═════ AVAILABLE RECORDS ═════

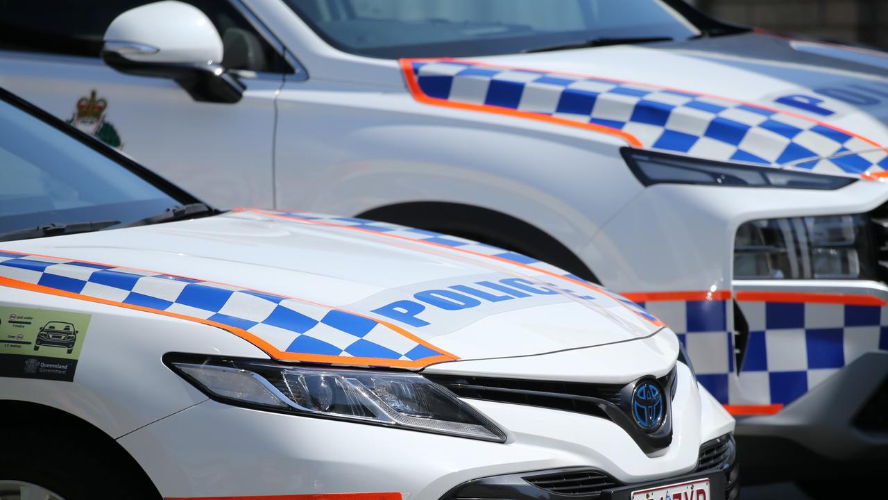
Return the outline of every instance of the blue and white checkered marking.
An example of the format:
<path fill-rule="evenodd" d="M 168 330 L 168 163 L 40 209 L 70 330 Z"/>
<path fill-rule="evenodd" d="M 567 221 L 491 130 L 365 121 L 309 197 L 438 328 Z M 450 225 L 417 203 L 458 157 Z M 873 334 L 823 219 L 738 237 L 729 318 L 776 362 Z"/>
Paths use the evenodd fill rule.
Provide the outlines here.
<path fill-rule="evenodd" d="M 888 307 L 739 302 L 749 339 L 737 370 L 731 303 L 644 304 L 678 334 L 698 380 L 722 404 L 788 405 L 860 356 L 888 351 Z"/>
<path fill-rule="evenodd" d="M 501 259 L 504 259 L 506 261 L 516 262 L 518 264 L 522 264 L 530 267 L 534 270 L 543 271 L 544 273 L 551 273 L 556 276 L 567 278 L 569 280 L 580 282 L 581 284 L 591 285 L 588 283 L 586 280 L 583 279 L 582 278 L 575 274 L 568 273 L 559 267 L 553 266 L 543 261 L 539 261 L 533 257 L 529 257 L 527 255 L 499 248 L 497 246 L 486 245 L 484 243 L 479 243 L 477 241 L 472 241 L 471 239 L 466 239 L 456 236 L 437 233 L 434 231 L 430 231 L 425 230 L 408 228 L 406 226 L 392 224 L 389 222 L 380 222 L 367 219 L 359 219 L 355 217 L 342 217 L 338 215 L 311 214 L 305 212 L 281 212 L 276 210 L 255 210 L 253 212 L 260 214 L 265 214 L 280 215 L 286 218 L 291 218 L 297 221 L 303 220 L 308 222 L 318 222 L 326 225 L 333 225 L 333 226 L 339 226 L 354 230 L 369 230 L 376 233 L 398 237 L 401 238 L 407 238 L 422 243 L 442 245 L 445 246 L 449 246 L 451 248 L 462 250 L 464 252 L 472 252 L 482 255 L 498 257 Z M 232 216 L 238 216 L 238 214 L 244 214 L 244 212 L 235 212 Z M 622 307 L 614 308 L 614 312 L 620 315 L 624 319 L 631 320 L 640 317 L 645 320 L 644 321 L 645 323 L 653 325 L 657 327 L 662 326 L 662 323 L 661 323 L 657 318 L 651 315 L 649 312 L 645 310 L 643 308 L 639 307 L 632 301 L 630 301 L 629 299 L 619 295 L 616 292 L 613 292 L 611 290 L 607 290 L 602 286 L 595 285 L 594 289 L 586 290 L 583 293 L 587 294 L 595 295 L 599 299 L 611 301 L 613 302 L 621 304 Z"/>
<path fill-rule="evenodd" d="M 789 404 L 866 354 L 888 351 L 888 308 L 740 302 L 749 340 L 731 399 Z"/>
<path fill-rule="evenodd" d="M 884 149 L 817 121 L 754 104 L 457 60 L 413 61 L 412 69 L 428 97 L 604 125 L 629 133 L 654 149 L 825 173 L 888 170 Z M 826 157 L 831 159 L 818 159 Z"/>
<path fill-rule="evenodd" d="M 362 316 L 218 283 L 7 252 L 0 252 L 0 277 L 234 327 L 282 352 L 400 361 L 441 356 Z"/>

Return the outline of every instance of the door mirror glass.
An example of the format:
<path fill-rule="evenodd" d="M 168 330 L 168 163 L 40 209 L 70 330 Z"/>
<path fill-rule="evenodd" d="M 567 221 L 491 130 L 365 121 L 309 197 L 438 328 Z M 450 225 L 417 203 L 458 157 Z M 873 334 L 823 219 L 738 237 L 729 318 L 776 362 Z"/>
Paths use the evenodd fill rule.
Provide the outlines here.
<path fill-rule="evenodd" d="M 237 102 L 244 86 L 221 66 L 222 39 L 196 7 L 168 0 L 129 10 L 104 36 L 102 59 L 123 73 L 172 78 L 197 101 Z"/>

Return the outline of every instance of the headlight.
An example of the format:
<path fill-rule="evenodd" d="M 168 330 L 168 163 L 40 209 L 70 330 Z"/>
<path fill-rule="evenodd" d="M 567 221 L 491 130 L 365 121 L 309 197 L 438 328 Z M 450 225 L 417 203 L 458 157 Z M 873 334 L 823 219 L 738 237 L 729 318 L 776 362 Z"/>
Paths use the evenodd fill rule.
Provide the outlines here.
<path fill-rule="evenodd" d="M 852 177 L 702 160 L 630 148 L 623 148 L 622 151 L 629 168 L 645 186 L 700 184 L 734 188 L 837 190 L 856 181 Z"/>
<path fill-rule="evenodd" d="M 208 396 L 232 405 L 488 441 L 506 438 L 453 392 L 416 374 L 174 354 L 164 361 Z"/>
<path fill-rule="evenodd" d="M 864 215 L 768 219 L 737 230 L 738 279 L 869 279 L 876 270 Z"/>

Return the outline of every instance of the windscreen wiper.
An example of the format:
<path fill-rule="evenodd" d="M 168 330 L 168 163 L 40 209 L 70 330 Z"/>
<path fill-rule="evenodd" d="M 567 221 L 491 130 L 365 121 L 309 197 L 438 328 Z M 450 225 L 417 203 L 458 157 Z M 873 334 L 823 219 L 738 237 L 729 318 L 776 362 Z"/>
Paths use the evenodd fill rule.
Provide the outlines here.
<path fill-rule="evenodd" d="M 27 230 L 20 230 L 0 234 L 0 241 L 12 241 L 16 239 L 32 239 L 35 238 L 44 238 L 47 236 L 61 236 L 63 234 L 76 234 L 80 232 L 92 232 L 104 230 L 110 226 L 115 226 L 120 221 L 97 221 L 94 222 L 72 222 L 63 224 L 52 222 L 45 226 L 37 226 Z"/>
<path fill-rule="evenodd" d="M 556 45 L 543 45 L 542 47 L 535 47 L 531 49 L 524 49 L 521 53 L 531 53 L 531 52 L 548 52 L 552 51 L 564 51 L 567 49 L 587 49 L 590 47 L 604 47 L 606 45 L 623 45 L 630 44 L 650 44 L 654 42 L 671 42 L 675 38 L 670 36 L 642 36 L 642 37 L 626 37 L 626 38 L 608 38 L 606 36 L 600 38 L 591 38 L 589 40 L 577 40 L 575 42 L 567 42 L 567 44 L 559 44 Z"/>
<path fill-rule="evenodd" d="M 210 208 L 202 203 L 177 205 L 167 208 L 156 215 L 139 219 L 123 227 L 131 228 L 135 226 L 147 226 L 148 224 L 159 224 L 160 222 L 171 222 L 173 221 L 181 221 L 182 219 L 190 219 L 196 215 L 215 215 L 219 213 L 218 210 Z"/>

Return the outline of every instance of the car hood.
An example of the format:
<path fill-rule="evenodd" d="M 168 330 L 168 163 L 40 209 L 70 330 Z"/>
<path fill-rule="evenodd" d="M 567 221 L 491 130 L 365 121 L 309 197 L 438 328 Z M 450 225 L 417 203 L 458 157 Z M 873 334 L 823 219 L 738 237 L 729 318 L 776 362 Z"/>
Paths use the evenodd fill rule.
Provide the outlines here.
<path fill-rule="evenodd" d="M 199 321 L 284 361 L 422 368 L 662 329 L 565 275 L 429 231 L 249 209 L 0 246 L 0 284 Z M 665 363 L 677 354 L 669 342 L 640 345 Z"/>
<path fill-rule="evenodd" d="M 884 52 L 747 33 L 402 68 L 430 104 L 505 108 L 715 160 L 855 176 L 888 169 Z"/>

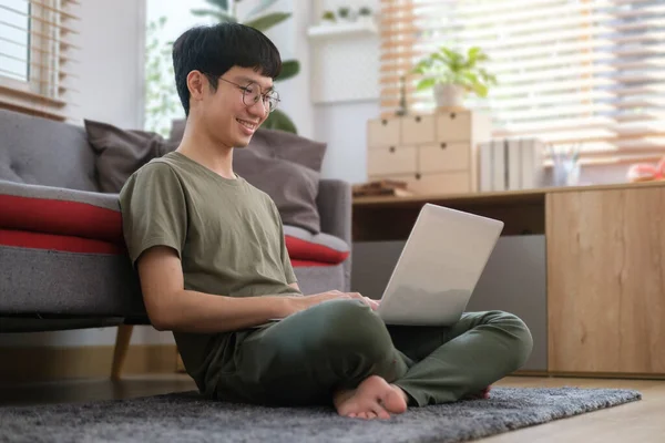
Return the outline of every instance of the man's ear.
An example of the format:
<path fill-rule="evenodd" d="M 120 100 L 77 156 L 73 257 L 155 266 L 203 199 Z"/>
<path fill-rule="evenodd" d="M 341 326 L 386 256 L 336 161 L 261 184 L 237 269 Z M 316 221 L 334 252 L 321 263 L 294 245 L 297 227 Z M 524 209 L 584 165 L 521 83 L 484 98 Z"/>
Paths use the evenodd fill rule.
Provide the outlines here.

═════

--- TASK REQUIREMENTS ---
Extract every one of the lines above word for word, leaving the pictures out of your answer.

--- EXERCISE OUTPUT ---
Return the outline of every instance of the blue and white checkered marking.
An example of the format:
<path fill-rule="evenodd" d="M 168 330 L 168 163 L 40 209 L 70 330 Z"/>
<path fill-rule="evenodd" d="M 567 221 L 491 130 L 365 121 L 309 197 L 438 328 Z M 450 225 L 417 203 L 458 157 Z M 873 334 L 823 219 L 738 237 L 729 318 L 776 362 Z"/>
Paths use the evenodd fill rule.
Provide the outlines here.
<path fill-rule="evenodd" d="M 888 307 L 739 302 L 749 339 L 737 370 L 731 303 L 644 304 L 678 334 L 698 380 L 722 404 L 788 405 L 860 356 L 888 351 Z"/>
<path fill-rule="evenodd" d="M 501 259 L 504 259 L 506 261 L 516 262 L 518 264 L 522 264 L 530 267 L 534 270 L 543 271 L 544 273 L 551 273 L 556 276 L 567 278 L 569 280 L 580 282 L 581 284 L 591 285 L 588 283 L 586 280 L 583 279 L 582 278 L 575 274 L 568 273 L 559 267 L 553 266 L 543 261 L 539 261 L 533 257 L 529 257 L 527 255 L 499 248 L 497 246 L 486 245 L 484 243 L 479 243 L 477 241 L 472 241 L 471 239 L 466 239 L 456 236 L 437 233 L 434 231 L 430 231 L 425 230 L 408 228 L 406 226 L 392 224 L 389 222 L 380 222 L 367 219 L 359 219 L 355 217 L 342 217 L 338 215 L 311 214 L 305 212 L 281 212 L 276 210 L 255 210 L 253 212 L 260 214 L 265 214 L 280 215 L 286 218 L 291 218 L 297 221 L 303 220 L 308 222 L 318 222 L 326 225 L 333 225 L 333 226 L 339 226 L 354 230 L 369 230 L 376 233 L 398 237 L 401 238 L 407 238 L 422 243 L 442 245 L 445 246 L 449 246 L 451 248 L 462 250 L 464 252 L 472 252 L 482 255 L 498 257 Z M 232 216 L 238 216 L 238 214 L 244 214 L 244 212 L 235 212 Z M 622 307 L 614 308 L 614 312 L 620 315 L 624 319 L 631 320 L 640 317 L 645 320 L 644 321 L 645 323 L 653 325 L 657 327 L 662 326 L 662 323 L 661 323 L 657 318 L 651 315 L 649 312 L 645 310 L 643 308 L 639 307 L 632 301 L 630 301 L 629 299 L 619 295 L 616 292 L 613 292 L 611 290 L 607 290 L 602 286 L 595 285 L 594 289 L 586 290 L 583 293 L 587 294 L 595 295 L 599 299 L 611 301 L 613 302 L 621 304 Z"/>
<path fill-rule="evenodd" d="M 789 404 L 866 354 L 888 351 L 888 308 L 740 302 L 749 340 L 731 399 Z"/>
<path fill-rule="evenodd" d="M 884 149 L 817 121 L 754 104 L 457 60 L 413 61 L 412 69 L 428 97 L 604 125 L 629 133 L 654 149 L 825 173 L 888 170 Z M 826 157 L 831 159 L 818 159 Z"/>
<path fill-rule="evenodd" d="M 362 316 L 218 283 L 7 252 L 0 252 L 0 277 L 234 327 L 282 352 L 400 361 L 441 356 Z"/>

Return the outline of every instance of the door mirror glass.
An example of the format:
<path fill-rule="evenodd" d="M 168 330 L 168 163 L 40 209 L 70 330 Z"/>
<path fill-rule="evenodd" d="M 567 221 L 491 130 L 365 121 L 309 197 L 438 328 Z M 450 225 L 417 203 L 458 157 Z M 873 334 L 823 219 L 738 237 L 729 318 L 776 362 Z"/>
Paths use the evenodd fill rule.
Provide the outlines here.
<path fill-rule="evenodd" d="M 237 102 L 244 86 L 221 66 L 222 39 L 196 7 L 168 0 L 129 10 L 104 36 L 102 59 L 123 73 L 172 78 L 197 101 Z"/>

Return the outline of every instance of the headlight.
An example of the format:
<path fill-rule="evenodd" d="M 168 330 L 168 163 L 40 209 L 70 330 Z"/>
<path fill-rule="evenodd" d="M 567 221 L 491 130 L 365 121 L 309 197 L 438 328 Z M 450 225 L 417 203 L 458 157 Z M 873 334 L 823 219 L 738 237 L 729 318 L 776 362 Z"/>
Paths use the evenodd fill rule.
Provide the outlines here.
<path fill-rule="evenodd" d="M 852 177 L 702 160 L 630 148 L 623 148 L 622 151 L 629 168 L 645 186 L 700 184 L 734 188 L 837 190 L 856 181 Z"/>
<path fill-rule="evenodd" d="M 208 396 L 232 405 L 488 441 L 506 438 L 453 392 L 416 374 L 174 354 L 164 361 Z"/>
<path fill-rule="evenodd" d="M 864 215 L 768 219 L 737 230 L 738 279 L 869 279 L 876 270 Z"/>

Return the outline of every instance of the windscreen wiper.
An example of the format:
<path fill-rule="evenodd" d="M 168 330 L 168 163 L 40 209 L 70 330 Z"/>
<path fill-rule="evenodd" d="M 567 221 L 491 130 L 365 121 L 309 197 L 438 328 Z M 450 225 L 417 203 L 458 157 Z M 873 334 L 823 219 L 738 237 L 729 318 L 776 362 Z"/>
Paths use the evenodd fill rule.
Provide the outlines here.
<path fill-rule="evenodd" d="M 27 230 L 20 230 L 0 234 L 0 241 L 12 241 L 16 239 L 32 239 L 35 238 L 44 238 L 47 236 L 61 236 L 63 234 L 76 234 L 80 232 L 92 232 L 104 230 L 110 226 L 115 226 L 120 221 L 97 221 L 94 222 L 72 222 L 63 224 L 52 222 L 45 226 L 37 226 Z"/>
<path fill-rule="evenodd" d="M 556 45 L 543 45 L 542 47 L 535 47 L 531 49 L 524 49 L 521 53 L 531 53 L 531 52 L 548 52 L 552 51 L 564 51 L 567 49 L 587 49 L 590 47 L 604 47 L 606 45 L 623 45 L 630 44 L 650 44 L 654 42 L 671 42 L 675 38 L 670 36 L 642 36 L 642 37 L 626 37 L 626 38 L 608 38 L 606 36 L 600 38 L 591 38 L 589 40 L 577 40 L 575 42 L 567 42 L 567 44 L 559 44 Z"/>
<path fill-rule="evenodd" d="M 210 208 L 202 203 L 177 205 L 167 208 L 156 215 L 139 219 L 123 227 L 131 228 L 135 226 L 147 226 L 148 224 L 159 224 L 160 222 L 171 222 L 173 221 L 181 221 L 182 219 L 190 219 L 196 215 L 215 215 L 219 213 L 218 210 Z"/>

Return the outline of every instance of the car hood.
An example of the format:
<path fill-rule="evenodd" d="M 168 330 L 168 163 L 40 209 L 70 330 Z"/>
<path fill-rule="evenodd" d="M 567 221 L 491 130 L 365 121 L 309 197 L 438 328 Z M 450 225 L 417 203 L 458 157 Z M 873 334 L 823 219 L 738 237 L 729 318 L 776 362 Z"/>
Paths use the evenodd fill rule.
Provide the outlines here.
<path fill-rule="evenodd" d="M 199 321 L 284 361 L 422 368 L 662 329 L 565 275 L 429 231 L 249 209 L 0 246 L 0 284 Z M 665 363 L 677 354 L 669 342 L 640 345 Z"/>
<path fill-rule="evenodd" d="M 884 52 L 747 33 L 402 68 L 430 104 L 505 108 L 715 160 L 855 176 L 888 169 Z"/>

Return the outline of every instance of the man's ear.
An example of the format:
<path fill-rule="evenodd" d="M 120 100 L 77 156 L 73 257 L 155 266 L 203 199 Z"/>
<path fill-rule="evenodd" d="M 341 326 L 386 256 L 336 161 L 261 184 L 237 269 Z M 316 221 L 334 252 L 321 263 L 294 245 L 297 227 Z M 524 209 L 584 165 L 521 83 L 484 98 Z"/>
Paths use the evenodd fill rule.
Provide the outlines here.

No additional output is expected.